Your assignment: Only the line with "Target: white sedan" and the lines after it, to the end of the data, should appear in the answer, each reproduced exactly.

Saved entries
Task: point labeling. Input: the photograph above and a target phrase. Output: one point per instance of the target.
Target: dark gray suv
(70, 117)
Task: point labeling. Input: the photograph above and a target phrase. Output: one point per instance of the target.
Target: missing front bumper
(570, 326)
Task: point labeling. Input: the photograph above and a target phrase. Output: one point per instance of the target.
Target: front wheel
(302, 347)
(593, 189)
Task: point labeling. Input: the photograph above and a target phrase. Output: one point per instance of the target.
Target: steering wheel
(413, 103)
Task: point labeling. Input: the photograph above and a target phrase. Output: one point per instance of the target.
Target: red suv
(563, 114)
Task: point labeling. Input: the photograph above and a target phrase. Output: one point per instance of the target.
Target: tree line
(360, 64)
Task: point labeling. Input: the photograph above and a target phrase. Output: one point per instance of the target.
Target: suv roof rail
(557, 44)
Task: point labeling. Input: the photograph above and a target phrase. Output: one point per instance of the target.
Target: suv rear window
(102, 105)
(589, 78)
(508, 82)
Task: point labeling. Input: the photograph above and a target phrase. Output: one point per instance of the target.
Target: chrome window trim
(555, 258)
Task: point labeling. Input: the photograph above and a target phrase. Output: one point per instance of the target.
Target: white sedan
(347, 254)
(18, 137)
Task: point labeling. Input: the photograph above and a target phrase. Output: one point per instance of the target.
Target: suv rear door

Task output:
Target: white sedan
(347, 254)
(18, 137)
Task: point labeling. Input: the photograph above and a target phrase. Output: one point per instance of the target.
Target: suv rear door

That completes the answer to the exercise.